-- BEGIN --
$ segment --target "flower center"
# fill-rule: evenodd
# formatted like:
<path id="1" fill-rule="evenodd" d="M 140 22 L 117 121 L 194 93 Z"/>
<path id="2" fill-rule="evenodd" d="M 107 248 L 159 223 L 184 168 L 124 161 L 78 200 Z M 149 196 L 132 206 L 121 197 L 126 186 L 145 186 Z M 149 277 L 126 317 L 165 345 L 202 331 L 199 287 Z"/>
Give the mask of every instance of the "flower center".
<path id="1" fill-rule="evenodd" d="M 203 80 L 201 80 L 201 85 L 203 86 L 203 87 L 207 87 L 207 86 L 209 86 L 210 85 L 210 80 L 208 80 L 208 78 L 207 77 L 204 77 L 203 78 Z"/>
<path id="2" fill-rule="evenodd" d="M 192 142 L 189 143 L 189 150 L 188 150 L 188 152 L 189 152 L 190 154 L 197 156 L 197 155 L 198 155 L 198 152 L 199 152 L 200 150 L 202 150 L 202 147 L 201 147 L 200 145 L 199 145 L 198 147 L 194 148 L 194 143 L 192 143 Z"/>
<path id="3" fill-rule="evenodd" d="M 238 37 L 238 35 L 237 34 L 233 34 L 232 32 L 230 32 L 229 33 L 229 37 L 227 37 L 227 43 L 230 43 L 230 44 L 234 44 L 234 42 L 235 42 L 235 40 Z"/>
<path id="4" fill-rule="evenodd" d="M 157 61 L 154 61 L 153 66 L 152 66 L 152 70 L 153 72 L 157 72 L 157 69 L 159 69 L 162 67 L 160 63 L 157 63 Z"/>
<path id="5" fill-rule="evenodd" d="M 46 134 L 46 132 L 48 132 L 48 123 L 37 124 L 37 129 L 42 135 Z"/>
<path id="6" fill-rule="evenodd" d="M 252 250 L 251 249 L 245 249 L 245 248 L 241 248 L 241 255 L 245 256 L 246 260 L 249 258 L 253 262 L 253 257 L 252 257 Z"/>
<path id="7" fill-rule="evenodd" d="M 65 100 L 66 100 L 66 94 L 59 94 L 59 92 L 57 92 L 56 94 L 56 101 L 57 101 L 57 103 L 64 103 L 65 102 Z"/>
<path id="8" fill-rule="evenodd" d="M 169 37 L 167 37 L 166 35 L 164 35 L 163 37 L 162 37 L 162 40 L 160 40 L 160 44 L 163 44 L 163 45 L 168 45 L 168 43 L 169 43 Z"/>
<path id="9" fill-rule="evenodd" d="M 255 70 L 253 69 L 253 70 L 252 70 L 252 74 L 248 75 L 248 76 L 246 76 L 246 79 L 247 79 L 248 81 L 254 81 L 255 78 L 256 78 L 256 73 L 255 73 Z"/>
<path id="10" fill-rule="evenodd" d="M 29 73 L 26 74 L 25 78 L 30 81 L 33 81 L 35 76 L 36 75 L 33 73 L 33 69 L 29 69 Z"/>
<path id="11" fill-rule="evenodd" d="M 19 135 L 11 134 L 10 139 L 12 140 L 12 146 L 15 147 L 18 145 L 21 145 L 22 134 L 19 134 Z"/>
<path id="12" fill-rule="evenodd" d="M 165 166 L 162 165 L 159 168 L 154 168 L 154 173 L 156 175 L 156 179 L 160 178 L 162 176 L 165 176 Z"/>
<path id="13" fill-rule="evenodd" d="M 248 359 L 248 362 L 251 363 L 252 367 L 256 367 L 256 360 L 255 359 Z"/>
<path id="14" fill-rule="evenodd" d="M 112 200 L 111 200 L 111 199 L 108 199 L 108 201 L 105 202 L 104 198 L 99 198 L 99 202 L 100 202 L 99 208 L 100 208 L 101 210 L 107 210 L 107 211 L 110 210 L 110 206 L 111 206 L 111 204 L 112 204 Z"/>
-- END --
Rewrite the data above, replacing "flower center" with "flower head" wherever it occurs and leaving everything else unchanged.

TASK RESULT:
$ segment --target "flower head"
# fill-rule: evenodd
# formatted like:
<path id="1" fill-rule="evenodd" d="M 140 22 L 117 121 L 194 93 Z"/>
<path id="2" fill-rule="evenodd" d="M 107 248 L 159 223 L 184 168 L 124 161 L 78 200 Z M 149 196 L 132 206 L 121 197 L 126 186 L 145 186 Z M 149 277 L 126 317 L 165 345 L 202 331 L 199 287 Z"/>
Give the mask of every instance of the "flower head".
<path id="1" fill-rule="evenodd" d="M 203 80 L 201 80 L 201 85 L 203 86 L 203 87 L 207 87 L 207 86 L 209 86 L 210 85 L 210 80 L 208 80 L 208 78 L 207 77 L 204 77 L 203 78 Z"/>
<path id="2" fill-rule="evenodd" d="M 192 142 L 189 143 L 189 150 L 188 150 L 188 152 L 189 152 L 190 154 L 197 156 L 197 155 L 198 155 L 198 152 L 199 152 L 200 150 L 202 150 L 202 147 L 201 147 L 200 145 L 199 145 L 198 147 L 194 148 L 194 143 L 192 143 Z"/>
<path id="3" fill-rule="evenodd" d="M 238 37 L 238 35 L 237 34 L 233 34 L 232 32 L 230 32 L 229 33 L 229 37 L 227 37 L 227 43 L 230 43 L 230 44 L 234 44 L 234 42 L 235 42 L 235 40 Z"/>
<path id="4" fill-rule="evenodd" d="M 157 61 L 154 61 L 153 66 L 152 66 L 152 70 L 153 72 L 157 72 L 157 69 L 159 69 L 162 67 L 160 63 L 157 63 Z"/>
<path id="5" fill-rule="evenodd" d="M 46 134 L 46 132 L 48 132 L 48 123 L 37 124 L 37 129 L 42 135 Z"/>
<path id="6" fill-rule="evenodd" d="M 252 250 L 251 249 L 245 249 L 245 248 L 241 248 L 241 255 L 245 256 L 246 260 L 249 258 L 253 262 L 253 257 L 252 257 Z"/>
<path id="7" fill-rule="evenodd" d="M 65 100 L 66 100 L 66 94 L 59 94 L 59 92 L 57 92 L 56 94 L 56 101 L 57 101 L 57 103 L 64 103 L 65 102 Z"/>
<path id="8" fill-rule="evenodd" d="M 169 37 L 167 37 L 166 35 L 164 35 L 163 37 L 162 37 L 162 40 L 160 40 L 160 44 L 163 44 L 163 45 L 168 45 L 168 43 L 169 43 Z"/>
<path id="9" fill-rule="evenodd" d="M 255 70 L 253 69 L 253 70 L 252 70 L 252 74 L 248 75 L 248 76 L 246 76 L 246 79 L 247 79 L 248 81 L 254 81 L 255 78 L 256 78 L 256 73 L 255 73 Z"/>
<path id="10" fill-rule="evenodd" d="M 29 73 L 26 74 L 25 78 L 30 81 L 33 81 L 35 76 L 36 75 L 33 73 L 33 69 L 29 69 Z"/>
<path id="11" fill-rule="evenodd" d="M 19 135 L 11 134 L 10 139 L 12 140 L 12 146 L 15 147 L 18 145 L 21 145 L 22 134 L 19 134 Z"/>
<path id="12" fill-rule="evenodd" d="M 165 166 L 162 165 L 159 168 L 154 168 L 154 173 L 156 175 L 156 179 L 160 178 L 162 176 L 165 176 Z"/>
<path id="13" fill-rule="evenodd" d="M 248 359 L 248 362 L 251 363 L 252 367 L 256 367 L 256 360 L 255 359 Z"/>
<path id="14" fill-rule="evenodd" d="M 112 200 L 111 200 L 111 199 L 108 199 L 108 201 L 105 202 L 104 198 L 99 198 L 99 202 L 100 202 L 99 208 L 100 208 L 101 210 L 107 210 L 107 211 L 110 210 L 110 206 L 111 206 L 111 204 L 112 204 Z"/>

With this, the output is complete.